Prompt:
Set down exactly the lines that run from the line with "Point to the goalie glove." to the end of the data, and nothing else.

Material for the task:
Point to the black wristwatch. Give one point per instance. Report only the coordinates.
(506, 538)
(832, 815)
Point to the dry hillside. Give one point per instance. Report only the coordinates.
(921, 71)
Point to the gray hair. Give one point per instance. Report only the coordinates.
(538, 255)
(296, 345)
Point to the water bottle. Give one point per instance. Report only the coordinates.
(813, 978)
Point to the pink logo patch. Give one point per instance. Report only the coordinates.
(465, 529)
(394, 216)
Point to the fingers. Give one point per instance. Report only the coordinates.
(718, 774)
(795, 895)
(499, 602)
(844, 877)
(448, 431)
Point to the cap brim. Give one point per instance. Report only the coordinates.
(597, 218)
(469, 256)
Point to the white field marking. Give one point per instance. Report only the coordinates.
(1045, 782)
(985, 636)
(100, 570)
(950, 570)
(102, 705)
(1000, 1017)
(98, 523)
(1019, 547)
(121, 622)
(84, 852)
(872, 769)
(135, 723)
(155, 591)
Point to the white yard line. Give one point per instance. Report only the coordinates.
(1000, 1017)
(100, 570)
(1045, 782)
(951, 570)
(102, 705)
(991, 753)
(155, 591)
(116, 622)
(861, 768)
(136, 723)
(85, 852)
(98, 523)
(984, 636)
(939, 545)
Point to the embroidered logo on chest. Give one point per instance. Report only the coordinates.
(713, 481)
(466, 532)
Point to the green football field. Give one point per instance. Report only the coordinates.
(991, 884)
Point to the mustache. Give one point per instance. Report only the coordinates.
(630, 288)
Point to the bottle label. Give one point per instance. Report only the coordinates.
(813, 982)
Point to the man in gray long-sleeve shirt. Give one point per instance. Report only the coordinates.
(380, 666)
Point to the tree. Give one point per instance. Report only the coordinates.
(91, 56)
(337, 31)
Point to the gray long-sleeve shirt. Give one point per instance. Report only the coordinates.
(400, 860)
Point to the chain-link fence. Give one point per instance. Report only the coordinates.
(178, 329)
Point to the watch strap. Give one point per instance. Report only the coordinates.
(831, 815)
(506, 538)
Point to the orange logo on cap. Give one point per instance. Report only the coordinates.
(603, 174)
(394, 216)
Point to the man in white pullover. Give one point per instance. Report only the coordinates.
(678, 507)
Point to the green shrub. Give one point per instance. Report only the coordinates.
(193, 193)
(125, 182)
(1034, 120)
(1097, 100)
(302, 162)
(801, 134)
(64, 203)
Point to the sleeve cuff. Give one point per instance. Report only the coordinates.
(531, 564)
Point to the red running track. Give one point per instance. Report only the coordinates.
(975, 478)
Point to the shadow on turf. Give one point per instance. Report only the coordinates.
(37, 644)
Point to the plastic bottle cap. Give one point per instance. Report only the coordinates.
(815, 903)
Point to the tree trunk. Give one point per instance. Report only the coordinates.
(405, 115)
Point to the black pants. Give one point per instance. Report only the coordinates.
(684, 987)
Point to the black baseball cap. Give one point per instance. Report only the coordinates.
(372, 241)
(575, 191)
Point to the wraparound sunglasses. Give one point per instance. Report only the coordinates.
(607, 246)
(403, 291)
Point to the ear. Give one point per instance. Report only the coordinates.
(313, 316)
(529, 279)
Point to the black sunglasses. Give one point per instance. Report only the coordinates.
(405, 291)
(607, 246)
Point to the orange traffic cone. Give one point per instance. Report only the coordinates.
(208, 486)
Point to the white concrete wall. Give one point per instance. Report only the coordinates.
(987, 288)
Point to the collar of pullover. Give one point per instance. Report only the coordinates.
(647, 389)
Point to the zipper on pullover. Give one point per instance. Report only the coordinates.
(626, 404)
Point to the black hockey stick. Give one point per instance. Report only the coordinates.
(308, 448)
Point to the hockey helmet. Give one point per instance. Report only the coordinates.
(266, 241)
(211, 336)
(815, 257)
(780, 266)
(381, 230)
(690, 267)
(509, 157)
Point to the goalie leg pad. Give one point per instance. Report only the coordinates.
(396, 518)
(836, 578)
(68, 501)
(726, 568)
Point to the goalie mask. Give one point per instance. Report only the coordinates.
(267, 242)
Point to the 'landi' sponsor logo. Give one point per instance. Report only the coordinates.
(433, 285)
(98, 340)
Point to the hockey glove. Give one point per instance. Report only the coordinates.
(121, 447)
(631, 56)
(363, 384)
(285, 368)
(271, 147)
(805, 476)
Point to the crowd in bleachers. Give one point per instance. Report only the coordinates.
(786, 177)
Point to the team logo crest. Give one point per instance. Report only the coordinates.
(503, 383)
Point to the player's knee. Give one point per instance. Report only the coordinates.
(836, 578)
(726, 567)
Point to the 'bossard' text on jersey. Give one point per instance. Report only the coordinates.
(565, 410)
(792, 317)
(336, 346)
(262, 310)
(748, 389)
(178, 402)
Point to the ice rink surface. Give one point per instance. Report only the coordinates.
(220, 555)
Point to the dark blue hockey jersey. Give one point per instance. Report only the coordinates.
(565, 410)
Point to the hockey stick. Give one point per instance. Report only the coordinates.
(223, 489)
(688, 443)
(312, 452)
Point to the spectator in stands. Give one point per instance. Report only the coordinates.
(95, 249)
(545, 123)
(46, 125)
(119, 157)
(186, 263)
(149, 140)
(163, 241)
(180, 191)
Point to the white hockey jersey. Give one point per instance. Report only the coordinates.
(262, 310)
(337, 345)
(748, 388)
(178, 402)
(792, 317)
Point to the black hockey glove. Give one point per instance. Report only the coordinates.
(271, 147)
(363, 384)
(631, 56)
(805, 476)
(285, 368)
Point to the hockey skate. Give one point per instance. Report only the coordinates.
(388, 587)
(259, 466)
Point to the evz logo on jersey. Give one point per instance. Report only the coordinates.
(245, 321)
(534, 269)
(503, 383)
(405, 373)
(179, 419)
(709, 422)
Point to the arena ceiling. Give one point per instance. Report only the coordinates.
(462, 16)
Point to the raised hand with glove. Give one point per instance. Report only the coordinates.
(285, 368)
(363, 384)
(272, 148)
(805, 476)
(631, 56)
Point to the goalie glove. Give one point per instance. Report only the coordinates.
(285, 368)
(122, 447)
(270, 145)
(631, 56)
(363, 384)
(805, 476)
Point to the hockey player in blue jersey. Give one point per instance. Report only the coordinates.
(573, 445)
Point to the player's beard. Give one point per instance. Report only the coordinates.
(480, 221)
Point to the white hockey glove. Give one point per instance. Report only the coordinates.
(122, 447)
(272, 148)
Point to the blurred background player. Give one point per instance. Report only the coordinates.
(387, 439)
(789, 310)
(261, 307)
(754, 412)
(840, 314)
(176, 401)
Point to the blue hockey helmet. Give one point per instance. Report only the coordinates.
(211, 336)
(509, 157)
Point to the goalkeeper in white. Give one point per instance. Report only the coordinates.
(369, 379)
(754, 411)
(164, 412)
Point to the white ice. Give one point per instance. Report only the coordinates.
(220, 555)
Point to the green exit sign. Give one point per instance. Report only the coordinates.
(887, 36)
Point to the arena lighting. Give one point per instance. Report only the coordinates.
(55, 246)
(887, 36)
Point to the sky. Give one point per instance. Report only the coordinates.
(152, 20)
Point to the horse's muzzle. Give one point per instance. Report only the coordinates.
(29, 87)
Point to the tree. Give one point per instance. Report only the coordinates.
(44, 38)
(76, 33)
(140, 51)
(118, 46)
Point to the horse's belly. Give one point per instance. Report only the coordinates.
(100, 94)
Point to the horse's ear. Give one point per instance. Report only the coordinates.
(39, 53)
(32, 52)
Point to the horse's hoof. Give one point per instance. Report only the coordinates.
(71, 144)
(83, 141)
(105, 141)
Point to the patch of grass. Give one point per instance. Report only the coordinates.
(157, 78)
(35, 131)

Correct result:
Point to the goalie glove. Give one point per instance. Report only the coordinates.
(285, 368)
(122, 447)
(270, 145)
(631, 56)
(363, 384)
(805, 476)
Point to the hockey player in blue jersey. Give one point per instance. Report only the coordinates.
(573, 445)
Point to the player's beard. Give one point per instance. Report only the coordinates.
(480, 221)
Point to the white hockey glove. Give one point per instance. Report only the coordinates.
(122, 447)
(272, 148)
Point to the blurred background player. Give one point per instance. Report only the coordinates.
(387, 439)
(789, 310)
(261, 307)
(754, 412)
(840, 314)
(176, 401)
Point to the blue hockey helmet. Give one point per instance. Report only the coordinates.
(211, 336)
(509, 157)
Point to the goalkeeper in white. Give one point per instance. Report only the coordinates.
(369, 379)
(754, 411)
(164, 412)
Point to the white ice. Give one point per instance. Report only the coordinates.
(220, 555)
Point to the green exit sign. Give one point per instance. Report only the coordinates.
(887, 36)
Point to the arena lighting. Give one point per instance. Report only the coordinates.
(55, 246)
(887, 36)
Point to the sky. Give one point per instance. Report only the coordinates.
(152, 20)
Point to the horse's muzzle. Give one point per instance. Report only the coordinates.
(29, 87)
Point to the tree. Give one point per instance. Report only the coordinates.
(44, 38)
(76, 33)
(140, 51)
(118, 46)
Point to the horse's belly. Give one point per instance. Report only the coordinates.
(100, 94)
Point to the horse's ear. Give one point per instance. Report only the coordinates.
(39, 53)
(32, 52)
Point to the horse's hoof. Give one point per instance. Report only the coordinates.
(71, 144)
(83, 141)
(105, 141)
Point to the patch of grass. Give one point per instance. Report only the coordinates.
(157, 78)
(35, 131)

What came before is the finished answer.